:: Passage to read ::

# # # # # # #

Evil Mastermind posted:

What you have to remember about WT is that's not a game where you make tradional-style "superheroes" or people with one moderately strong power. It's basically about seeing what happens when there's no limit on what a person can do.

...not really? Wild Talents the setting and Progenitor go that way, but Grim War and Kerberos Club seem to disagree. eCollapse too.

Parkreiner fucked around with this message at 21:21 on Jun 19, 2014

Parkreiner
Oct 29, 2011

Strange Matter posted:

Is it worth upgrading to the full 2nd Edition Wild Talents book if the campaign that I'm running is 100% original? Does the 2nd Edition book have anything particularly crucial in it for the experience?

Ken Hite's "Changing the Course of Mighty Rivers" chapter on superhero setting worldbuilding is really fantastic, but it IS only one chapter, and outside of that there's nothing else in there you need if you're not using the Godlike/Wild Talents setting or want some premade NPCs. I ended up getting a cheap copy of WT1 off eBay just to read Hite's material (it didn't change between editions), but Arc Dream's store actually links to a nifty campaign worksheet drawing on it. Mess around with that for a bit, and if the core ideas seem cool and you want another thirty pages or so expanding on them, look into eBay or maybe get the PDF-- it's definitely not worth fifty bucks just for the one chapter.

# # # # # # #

:: Aim 1 ::
Please retype the stretch of the Wild Talents forum thread from "What you have" through "person can do.".
:: Aim 2 ::
Write what comes next in the Wild Talents forum thread, starting after its last sentence.

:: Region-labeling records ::

# # # # # # #

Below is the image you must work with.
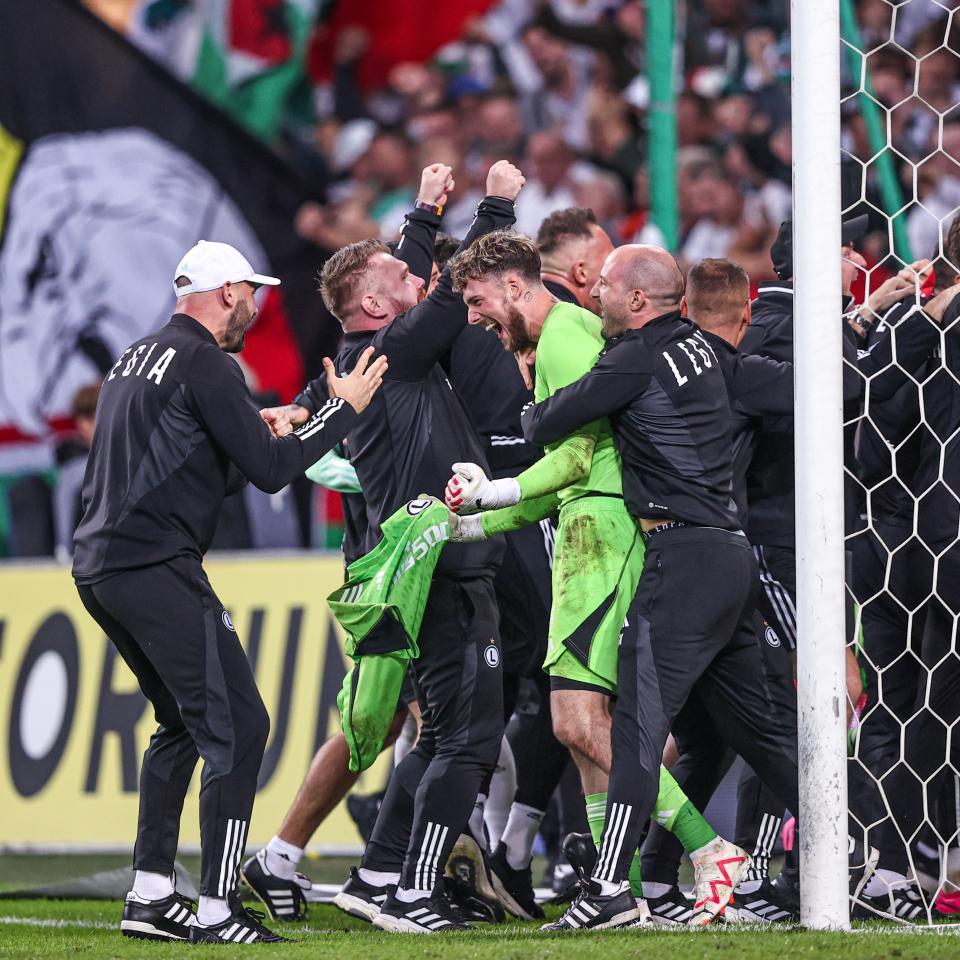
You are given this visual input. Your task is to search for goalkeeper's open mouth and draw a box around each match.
[483,317,507,346]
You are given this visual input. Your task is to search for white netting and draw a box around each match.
[841,0,960,922]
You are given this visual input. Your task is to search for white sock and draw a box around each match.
[467,793,487,848]
[500,803,546,870]
[483,736,517,850]
[593,877,630,897]
[197,894,230,927]
[357,867,400,887]
[863,870,907,897]
[643,880,673,900]
[133,870,173,900]
[397,887,433,903]
[264,837,303,880]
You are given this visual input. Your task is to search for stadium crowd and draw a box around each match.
[11,0,960,943]
[9,0,960,556]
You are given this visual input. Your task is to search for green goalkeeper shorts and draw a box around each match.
[543,496,643,694]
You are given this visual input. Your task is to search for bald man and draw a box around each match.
[524,245,872,930]
[447,230,746,920]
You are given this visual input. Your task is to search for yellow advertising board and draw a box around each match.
[0,554,390,852]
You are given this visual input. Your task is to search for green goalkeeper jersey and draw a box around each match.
[534,302,623,505]
[327,497,450,773]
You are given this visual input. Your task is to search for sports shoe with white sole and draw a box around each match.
[444,832,506,923]
[540,880,640,932]
[687,837,750,927]
[723,880,800,923]
[847,836,880,901]
[190,893,292,945]
[240,849,313,921]
[853,884,927,923]
[333,867,389,923]
[490,843,543,920]
[120,890,195,940]
[647,887,693,927]
[373,884,473,933]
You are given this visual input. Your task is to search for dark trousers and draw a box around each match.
[78,557,270,897]
[596,527,798,881]
[854,528,960,873]
[507,670,570,810]
[363,577,504,890]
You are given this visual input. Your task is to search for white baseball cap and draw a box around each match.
[173,240,280,297]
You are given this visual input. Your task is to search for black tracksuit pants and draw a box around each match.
[595,527,798,881]
[853,525,960,874]
[77,557,270,897]
[642,612,797,884]
[362,577,504,890]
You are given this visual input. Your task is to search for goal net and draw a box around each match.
[836,0,960,923]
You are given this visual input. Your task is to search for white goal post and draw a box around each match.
[791,0,850,928]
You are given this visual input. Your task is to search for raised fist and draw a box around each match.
[417,163,456,207]
[487,160,526,200]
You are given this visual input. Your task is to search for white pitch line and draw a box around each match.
[0,917,120,930]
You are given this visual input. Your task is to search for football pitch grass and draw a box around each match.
[0,857,960,960]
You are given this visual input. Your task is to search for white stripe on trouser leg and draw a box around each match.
[753,547,797,647]
[227,820,250,894]
[424,824,448,890]
[217,820,236,899]
[754,547,795,640]
[596,803,622,880]
[420,823,447,890]
[609,804,633,880]
[753,813,782,867]
[413,820,435,890]
[597,803,629,880]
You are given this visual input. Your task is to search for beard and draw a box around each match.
[600,310,627,340]
[500,304,536,353]
[223,300,256,353]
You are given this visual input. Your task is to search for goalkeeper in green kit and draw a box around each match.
[446,230,749,926]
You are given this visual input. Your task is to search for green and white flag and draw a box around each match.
[127,0,325,142]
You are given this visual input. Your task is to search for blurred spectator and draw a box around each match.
[517,130,576,236]
[53,383,100,562]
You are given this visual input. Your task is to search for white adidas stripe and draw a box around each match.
[217,819,248,899]
[294,397,346,440]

# # # # # # #

:: Reply 1 ::
What you have to remember about WT is that's not a game where you make tradional-style "superheroes" or people with one moderately strong power. It's basically about seeing what happens when there's no limit on what a person can do.

:: Reply 2 ::
Parkreiner
Oct 29, 2011

Halloween Jack posted:

I'm sure he could expand on it, but his page on Godlike and Wild Talents answers part of that question.

Nah, that article is (obliquely) referring to the publisher before Arc Dream, Hawthorne Hobgoblin. I don't know exactly what went on there, but the principal behind HH went on to apparently embezzle funds from the Chuubo Kickstarter.

If anything went down between Stolze and Arc Dream, I've never heard about it.

Parkreiner
Oct 29, 2011

Halloween Jack posted:

OotVP has that one immediately identifiable hook: Be mercenaries (or poor kidnapped dupes) sent to kill aliens for scraps of alien biotech. But it also has Company rules for governments, economic coalitions, etc. figuring out how to deal with and profit from aliens, and it's not clear how to connect the dots between the two.

Much like Unknown Armies, OOTVP kind of sketches out a setting seething with gonzo weirdness and opportunity and then just expects you to have at it. I've yet to run or play it myself, but between Tremors and Close Encounters of the Third Kind I have no shortage of ideas from the blue-collar end of things.

Parkreiner
Oct 29, 2011
On top of that, I think there is a "the best defense is a good offense" thought happening too, since a successful attack knocks a die off any action the target takes that is of lesser width (which may cancel the action completely if it has less than two dice; as in, you winged him so the aim on his return fire is off). Barring armor or any supernatural kind of defense (i.e., the kind that doesn't cost an action to use) ORE combat is intended to be kind of brutal and short; it did come out of a WWII game after all.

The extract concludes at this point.